■ PROVIDED PASSAGE ■
******************************

As these new women-focused verticals launch, branding seems to play an outsized role in women’s media. The promise of good branding—the right message at the right time—sometimes seems to outweigh the value of the journalism produced. Glamour, which faced a round of layoffs earlier this month, according to WWD, hired a new editor-in-chief to help the magazine perform better online. In 2017, pundits and readers fawned over Teen Vogue’s supposed political awakening (when in fact, the magazine and others have long reported on the ways laws and policy affect teen girls’ lives), and under then-editor-in-chief Elaine Welteroth, beefed up coverage of social issues, especially as they affect young people. Neither, it seems, on its own, was enough to save the magazines from ceasing print publication.

Perhaps, for this reason, digital outlets have also fallen on hard times. The Hairpin, like its sister site The Awl, notoriously resisted the idea that its brand needed to be simply defined. The Hairpin was a women’s website the way The Toast was a women’s website, the way that Rookie was a website for teen girls—they acknowledged that women and girls can be interested in anything, care about anything, be weird as hell or insanely smart or very dumb (sometimes all at once). Instead, they focused on publishing long, nuanced, and discursive essays about women’s lived experience.

******************************

■ ENTRIES SHOWN ■

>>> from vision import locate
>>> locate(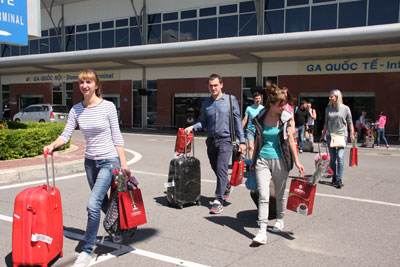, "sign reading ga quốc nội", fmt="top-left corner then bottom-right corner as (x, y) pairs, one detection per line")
(0, 0), (28, 45)
(298, 57), (400, 74)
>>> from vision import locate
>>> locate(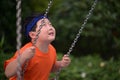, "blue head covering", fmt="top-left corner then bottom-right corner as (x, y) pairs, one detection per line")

******************************

■ DIRECTION ■
In the passage on women's media, who was Teen Vogue's editor-in-chief when the magazine expanded its coverage of social issues?

■ TASK ANSWER ■
Elaine Welteroth